TASK STATEMENT:
Can you reproduce the lines below word for word, from the first one up to and including the line with "left=182, top=127, right=240, bottom=180", and leave the pictures out?

((

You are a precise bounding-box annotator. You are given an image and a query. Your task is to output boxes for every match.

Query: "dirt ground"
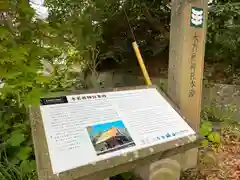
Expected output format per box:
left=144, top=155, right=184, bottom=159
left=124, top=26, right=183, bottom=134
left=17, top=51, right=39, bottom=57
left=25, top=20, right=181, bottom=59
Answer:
left=182, top=127, right=240, bottom=180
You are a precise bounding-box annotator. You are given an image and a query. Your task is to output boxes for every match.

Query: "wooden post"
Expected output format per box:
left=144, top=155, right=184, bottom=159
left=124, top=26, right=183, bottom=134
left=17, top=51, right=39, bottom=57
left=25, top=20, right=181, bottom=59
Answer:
left=168, top=0, right=208, bottom=169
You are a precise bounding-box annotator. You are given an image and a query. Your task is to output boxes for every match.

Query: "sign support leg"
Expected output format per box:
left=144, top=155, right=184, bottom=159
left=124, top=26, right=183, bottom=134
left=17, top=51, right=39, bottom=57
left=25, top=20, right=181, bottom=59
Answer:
left=136, top=0, right=208, bottom=180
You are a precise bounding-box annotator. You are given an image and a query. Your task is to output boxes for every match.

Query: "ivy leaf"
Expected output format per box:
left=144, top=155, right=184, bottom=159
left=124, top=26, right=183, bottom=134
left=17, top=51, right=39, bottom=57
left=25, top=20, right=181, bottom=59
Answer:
left=208, top=132, right=221, bottom=144
left=7, top=131, right=25, bottom=147
left=200, top=122, right=212, bottom=136
left=17, top=147, right=32, bottom=161
left=201, top=139, right=208, bottom=147
left=20, top=160, right=33, bottom=174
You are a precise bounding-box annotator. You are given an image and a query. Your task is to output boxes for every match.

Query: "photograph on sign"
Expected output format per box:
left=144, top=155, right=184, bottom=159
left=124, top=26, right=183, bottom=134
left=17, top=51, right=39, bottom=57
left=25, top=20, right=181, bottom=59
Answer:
left=40, top=88, right=195, bottom=174
left=87, top=120, right=135, bottom=155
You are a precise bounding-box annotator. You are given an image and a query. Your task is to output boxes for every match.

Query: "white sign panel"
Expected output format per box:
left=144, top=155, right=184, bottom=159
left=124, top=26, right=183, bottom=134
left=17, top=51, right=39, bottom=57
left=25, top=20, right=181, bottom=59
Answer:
left=40, top=88, right=195, bottom=174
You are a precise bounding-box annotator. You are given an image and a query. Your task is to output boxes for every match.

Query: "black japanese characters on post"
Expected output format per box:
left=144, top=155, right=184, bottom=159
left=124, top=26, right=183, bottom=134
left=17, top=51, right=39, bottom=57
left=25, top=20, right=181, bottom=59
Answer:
left=188, top=32, right=199, bottom=97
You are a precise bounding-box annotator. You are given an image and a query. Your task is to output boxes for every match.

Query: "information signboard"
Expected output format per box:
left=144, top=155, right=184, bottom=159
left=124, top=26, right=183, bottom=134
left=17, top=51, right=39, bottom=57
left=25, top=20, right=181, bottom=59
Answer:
left=40, top=86, right=195, bottom=174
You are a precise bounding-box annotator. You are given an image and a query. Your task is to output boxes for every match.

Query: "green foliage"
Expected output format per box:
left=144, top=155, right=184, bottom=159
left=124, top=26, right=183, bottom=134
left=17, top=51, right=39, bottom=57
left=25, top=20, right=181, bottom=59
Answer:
left=200, top=121, right=221, bottom=149
left=206, top=0, right=240, bottom=72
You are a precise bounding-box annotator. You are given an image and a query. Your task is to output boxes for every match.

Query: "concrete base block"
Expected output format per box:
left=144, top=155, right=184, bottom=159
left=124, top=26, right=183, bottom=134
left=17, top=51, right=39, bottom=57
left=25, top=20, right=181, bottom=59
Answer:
left=135, top=159, right=181, bottom=180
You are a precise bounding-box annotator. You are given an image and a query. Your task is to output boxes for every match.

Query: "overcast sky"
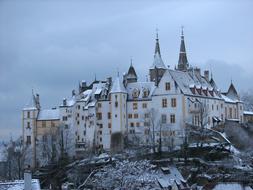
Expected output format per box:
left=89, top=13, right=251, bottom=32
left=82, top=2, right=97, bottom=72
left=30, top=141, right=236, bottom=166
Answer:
left=0, top=0, right=253, bottom=140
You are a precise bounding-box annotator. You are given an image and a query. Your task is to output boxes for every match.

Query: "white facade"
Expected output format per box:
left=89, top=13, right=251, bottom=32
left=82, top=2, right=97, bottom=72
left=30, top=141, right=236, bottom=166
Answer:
left=23, top=31, right=243, bottom=160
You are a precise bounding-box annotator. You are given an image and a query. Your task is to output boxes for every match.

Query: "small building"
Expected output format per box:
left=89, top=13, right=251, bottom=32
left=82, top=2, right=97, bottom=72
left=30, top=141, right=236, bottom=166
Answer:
left=243, top=111, right=253, bottom=123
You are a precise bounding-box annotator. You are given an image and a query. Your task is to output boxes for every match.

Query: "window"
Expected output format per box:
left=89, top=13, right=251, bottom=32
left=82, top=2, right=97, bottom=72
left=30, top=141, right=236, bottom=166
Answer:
left=27, top=122, right=31, bottom=129
left=42, top=135, right=47, bottom=142
left=97, top=112, right=102, bottom=120
left=165, top=82, right=170, bottom=90
left=42, top=121, right=46, bottom=127
left=229, top=108, right=233, bottom=119
left=171, top=98, right=177, bottom=107
left=144, top=121, right=149, bottom=127
left=162, top=114, right=167, bottom=124
left=162, top=98, right=167, bottom=108
left=26, top=136, right=31, bottom=144
left=133, top=102, right=138, bottom=110
left=170, top=114, right=176, bottom=123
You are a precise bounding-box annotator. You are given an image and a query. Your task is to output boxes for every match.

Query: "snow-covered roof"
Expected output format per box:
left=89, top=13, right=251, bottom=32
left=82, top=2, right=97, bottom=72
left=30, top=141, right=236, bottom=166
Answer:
left=110, top=76, right=127, bottom=93
left=150, top=52, right=167, bottom=69
left=126, top=82, right=156, bottom=99
left=168, top=69, right=220, bottom=99
left=221, top=94, right=238, bottom=104
left=0, top=179, right=40, bottom=190
left=23, top=93, right=37, bottom=110
left=38, top=109, right=60, bottom=120
left=243, top=111, right=253, bottom=115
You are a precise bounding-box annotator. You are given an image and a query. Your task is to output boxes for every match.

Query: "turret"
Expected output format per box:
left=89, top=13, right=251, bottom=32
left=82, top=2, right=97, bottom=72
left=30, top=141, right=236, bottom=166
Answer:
left=22, top=91, right=40, bottom=168
left=149, top=30, right=167, bottom=86
left=110, top=74, right=127, bottom=151
left=123, top=59, right=138, bottom=86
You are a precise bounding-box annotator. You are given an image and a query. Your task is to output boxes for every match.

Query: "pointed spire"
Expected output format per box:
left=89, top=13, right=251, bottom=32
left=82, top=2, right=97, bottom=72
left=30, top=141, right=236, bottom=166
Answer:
left=110, top=72, right=127, bottom=93
left=150, top=29, right=166, bottom=69
left=178, top=26, right=189, bottom=71
left=226, top=80, right=240, bottom=100
left=155, top=29, right=161, bottom=55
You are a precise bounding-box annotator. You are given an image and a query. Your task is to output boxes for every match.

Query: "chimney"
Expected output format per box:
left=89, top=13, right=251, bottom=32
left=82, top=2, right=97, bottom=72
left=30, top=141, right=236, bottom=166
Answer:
left=81, top=80, right=87, bottom=88
left=72, top=90, right=76, bottom=97
left=194, top=67, right=201, bottom=77
left=63, top=98, right=67, bottom=106
left=204, top=70, right=209, bottom=81
left=107, top=77, right=112, bottom=85
left=24, top=169, right=32, bottom=190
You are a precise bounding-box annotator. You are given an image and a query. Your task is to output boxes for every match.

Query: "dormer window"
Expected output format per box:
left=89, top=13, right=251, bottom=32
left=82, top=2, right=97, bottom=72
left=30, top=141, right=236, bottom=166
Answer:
left=132, top=88, right=140, bottom=98
left=142, top=88, right=149, bottom=98
left=197, top=88, right=202, bottom=95
left=190, top=87, right=196, bottom=94
left=165, top=82, right=170, bottom=91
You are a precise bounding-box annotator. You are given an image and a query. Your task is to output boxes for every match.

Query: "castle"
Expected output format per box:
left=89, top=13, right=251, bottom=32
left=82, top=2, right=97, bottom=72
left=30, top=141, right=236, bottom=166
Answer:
left=22, top=31, right=244, bottom=167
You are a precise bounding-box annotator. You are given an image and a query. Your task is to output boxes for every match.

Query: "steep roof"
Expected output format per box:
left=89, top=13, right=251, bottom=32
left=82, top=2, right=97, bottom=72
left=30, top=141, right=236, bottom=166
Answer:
left=23, top=92, right=37, bottom=110
left=226, top=82, right=240, bottom=100
left=210, top=77, right=218, bottom=90
left=37, top=109, right=60, bottom=120
left=110, top=76, right=127, bottom=93
left=126, top=82, right=156, bottom=100
left=167, top=69, right=220, bottom=99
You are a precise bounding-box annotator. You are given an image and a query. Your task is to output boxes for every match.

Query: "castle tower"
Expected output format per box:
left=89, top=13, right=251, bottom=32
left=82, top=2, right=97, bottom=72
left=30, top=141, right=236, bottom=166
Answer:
left=177, top=27, right=189, bottom=71
left=22, top=92, right=40, bottom=168
left=149, top=30, right=167, bottom=86
left=124, top=59, right=138, bottom=86
left=110, top=74, right=127, bottom=151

))

CORRECT OUTPUT:
You are a precise bounding-box annotator. You are given an image and a query. Your task is to output boxes for every match.

Query: "dirt ground"
Expected output format per box:
left=144, top=155, right=184, bottom=159
left=124, top=26, right=183, bottom=134
left=17, top=51, right=39, bottom=57
left=25, top=20, right=181, bottom=59
Answer:
left=182, top=127, right=240, bottom=180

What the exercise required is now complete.